Information supplied ▸

--- Start ---

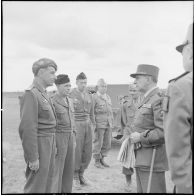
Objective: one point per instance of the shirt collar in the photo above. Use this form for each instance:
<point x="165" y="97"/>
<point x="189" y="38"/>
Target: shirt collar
<point x="150" y="90"/>
<point x="38" y="86"/>
<point x="99" y="94"/>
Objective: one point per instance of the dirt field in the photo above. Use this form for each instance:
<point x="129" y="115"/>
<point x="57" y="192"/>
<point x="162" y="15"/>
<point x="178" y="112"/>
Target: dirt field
<point x="103" y="180"/>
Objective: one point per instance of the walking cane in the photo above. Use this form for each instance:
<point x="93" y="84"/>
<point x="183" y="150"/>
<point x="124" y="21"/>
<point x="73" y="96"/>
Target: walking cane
<point x="151" y="170"/>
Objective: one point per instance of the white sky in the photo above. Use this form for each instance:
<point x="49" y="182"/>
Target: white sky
<point x="102" y="39"/>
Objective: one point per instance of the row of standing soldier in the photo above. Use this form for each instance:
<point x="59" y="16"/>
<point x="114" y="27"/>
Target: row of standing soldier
<point x="57" y="132"/>
<point x="52" y="130"/>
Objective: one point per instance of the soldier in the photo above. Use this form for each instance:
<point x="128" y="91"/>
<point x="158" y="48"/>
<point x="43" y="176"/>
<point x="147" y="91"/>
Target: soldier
<point x="85" y="122"/>
<point x="65" y="135"/>
<point x="147" y="131"/>
<point x="128" y="110"/>
<point x="104" y="124"/>
<point x="37" y="129"/>
<point x="178" y="120"/>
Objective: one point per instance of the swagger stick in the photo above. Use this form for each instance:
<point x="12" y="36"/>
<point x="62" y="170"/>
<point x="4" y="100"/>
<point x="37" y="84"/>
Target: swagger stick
<point x="151" y="170"/>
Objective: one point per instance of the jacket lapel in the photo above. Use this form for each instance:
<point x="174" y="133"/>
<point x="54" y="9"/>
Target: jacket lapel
<point x="145" y="99"/>
<point x="61" y="101"/>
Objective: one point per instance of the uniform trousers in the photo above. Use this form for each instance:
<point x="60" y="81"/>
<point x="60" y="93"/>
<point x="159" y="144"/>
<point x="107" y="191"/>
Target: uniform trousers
<point x="83" y="150"/>
<point x="158" y="184"/>
<point x="101" y="142"/>
<point x="42" y="181"/>
<point x="64" y="163"/>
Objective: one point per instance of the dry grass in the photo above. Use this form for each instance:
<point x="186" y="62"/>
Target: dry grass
<point x="103" y="180"/>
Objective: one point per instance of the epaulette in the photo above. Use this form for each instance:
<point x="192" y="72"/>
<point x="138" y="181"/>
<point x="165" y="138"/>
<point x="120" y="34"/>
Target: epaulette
<point x="125" y="101"/>
<point x="175" y="79"/>
<point x="29" y="88"/>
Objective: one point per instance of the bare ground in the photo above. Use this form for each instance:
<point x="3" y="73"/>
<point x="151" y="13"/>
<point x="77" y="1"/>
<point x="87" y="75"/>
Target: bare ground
<point x="102" y="180"/>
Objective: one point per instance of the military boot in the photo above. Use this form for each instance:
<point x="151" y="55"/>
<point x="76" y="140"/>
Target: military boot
<point x="103" y="162"/>
<point x="128" y="185"/>
<point x="76" y="181"/>
<point x="98" y="164"/>
<point x="84" y="181"/>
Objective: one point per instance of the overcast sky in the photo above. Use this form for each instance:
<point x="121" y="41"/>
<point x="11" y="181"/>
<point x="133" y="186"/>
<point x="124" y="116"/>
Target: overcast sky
<point x="102" y="39"/>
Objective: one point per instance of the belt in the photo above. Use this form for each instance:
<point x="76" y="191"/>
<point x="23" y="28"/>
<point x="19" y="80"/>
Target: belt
<point x="43" y="133"/>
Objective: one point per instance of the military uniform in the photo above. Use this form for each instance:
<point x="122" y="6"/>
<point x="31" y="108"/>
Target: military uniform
<point x="65" y="141"/>
<point x="104" y="123"/>
<point x="37" y="132"/>
<point x="149" y="122"/>
<point x="178" y="124"/>
<point x="128" y="110"/>
<point x="84" y="117"/>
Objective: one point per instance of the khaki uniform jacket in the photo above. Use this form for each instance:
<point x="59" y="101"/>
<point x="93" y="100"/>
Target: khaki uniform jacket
<point x="103" y="112"/>
<point x="37" y="118"/>
<point x="83" y="107"/>
<point x="149" y="122"/>
<point x="178" y="121"/>
<point x="128" y="110"/>
<point x="64" y="111"/>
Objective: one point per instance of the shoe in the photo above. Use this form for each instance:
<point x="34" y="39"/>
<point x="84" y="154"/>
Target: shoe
<point x="84" y="181"/>
<point x="128" y="185"/>
<point x="76" y="181"/>
<point x="104" y="163"/>
<point x="98" y="164"/>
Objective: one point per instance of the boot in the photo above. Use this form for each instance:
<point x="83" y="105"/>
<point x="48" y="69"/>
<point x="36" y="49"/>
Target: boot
<point x="84" y="181"/>
<point x="98" y="164"/>
<point x="128" y="187"/>
<point x="103" y="162"/>
<point x="76" y="181"/>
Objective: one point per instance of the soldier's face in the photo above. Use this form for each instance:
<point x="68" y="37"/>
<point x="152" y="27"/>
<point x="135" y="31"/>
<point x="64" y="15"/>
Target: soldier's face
<point x="48" y="75"/>
<point x="64" y="89"/>
<point x="81" y="84"/>
<point x="141" y="83"/>
<point x="133" y="91"/>
<point x="102" y="88"/>
<point x="187" y="54"/>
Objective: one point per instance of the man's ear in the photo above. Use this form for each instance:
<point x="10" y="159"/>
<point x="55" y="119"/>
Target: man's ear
<point x="40" y="72"/>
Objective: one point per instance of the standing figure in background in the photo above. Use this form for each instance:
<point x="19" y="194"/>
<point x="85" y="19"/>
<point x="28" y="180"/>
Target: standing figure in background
<point x="37" y="129"/>
<point x="147" y="132"/>
<point x="65" y="135"/>
<point x="178" y="120"/>
<point x="85" y="123"/>
<point x="104" y="124"/>
<point x="128" y="110"/>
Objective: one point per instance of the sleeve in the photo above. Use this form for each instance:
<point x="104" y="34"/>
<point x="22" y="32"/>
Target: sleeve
<point x="28" y="126"/>
<point x="178" y="140"/>
<point x="155" y="136"/>
<point x="92" y="114"/>
<point x="123" y="116"/>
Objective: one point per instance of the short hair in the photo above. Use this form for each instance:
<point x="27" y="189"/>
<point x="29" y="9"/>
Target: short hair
<point x="100" y="81"/>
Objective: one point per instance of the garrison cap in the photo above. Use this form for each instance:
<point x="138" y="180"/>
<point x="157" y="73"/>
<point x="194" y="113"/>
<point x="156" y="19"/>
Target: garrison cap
<point x="146" y="69"/>
<point x="81" y="76"/>
<point x="62" y="79"/>
<point x="43" y="63"/>
<point x="188" y="39"/>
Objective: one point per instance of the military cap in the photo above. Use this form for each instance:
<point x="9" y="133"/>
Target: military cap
<point x="188" y="39"/>
<point x="43" y="63"/>
<point x="146" y="69"/>
<point x="62" y="79"/>
<point x="81" y="76"/>
<point x="101" y="81"/>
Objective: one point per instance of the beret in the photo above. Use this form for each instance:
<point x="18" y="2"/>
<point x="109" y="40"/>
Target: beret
<point x="43" y="63"/>
<point x="81" y="76"/>
<point x="61" y="79"/>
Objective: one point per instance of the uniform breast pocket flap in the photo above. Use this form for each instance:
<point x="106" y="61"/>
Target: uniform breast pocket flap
<point x="60" y="111"/>
<point x="45" y="107"/>
<point x="146" y="109"/>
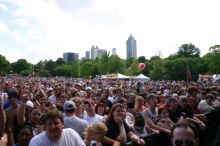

--- End ---

What is needed ▸
Copy every line of the listing again, starting with the line containing "Objective: one point per instance of the military cap" and going on through the end of the listing, requests included. Shift each x and y coordinate in the answer points by -62, leave the requests and their sample points unchanged, and omit the pictures.

The answer ▸
Objective: one point per instance of the military cap in the photo above. Use this form for each instance:
<point x="9" y="133"/>
Target: military cap
<point x="126" y="-23"/>
<point x="-19" y="1"/>
<point x="84" y="7"/>
<point x="0" y="17"/>
<point x="19" y="14"/>
<point x="39" y="19"/>
Objective: one point per instance of the beret in the photo above. Use this form for each instance:
<point x="18" y="2"/>
<point x="109" y="40"/>
Target: beret
<point x="-19" y="1"/>
<point x="19" y="14"/>
<point x="-1" y="17"/>
Objective: one point per instance of the uniform breast pocket flap in the photo above. Use this form for each instance:
<point x="106" y="61"/>
Target: uniform breast pocket flap
<point x="-2" y="49"/>
<point x="-17" y="45"/>
<point x="84" y="47"/>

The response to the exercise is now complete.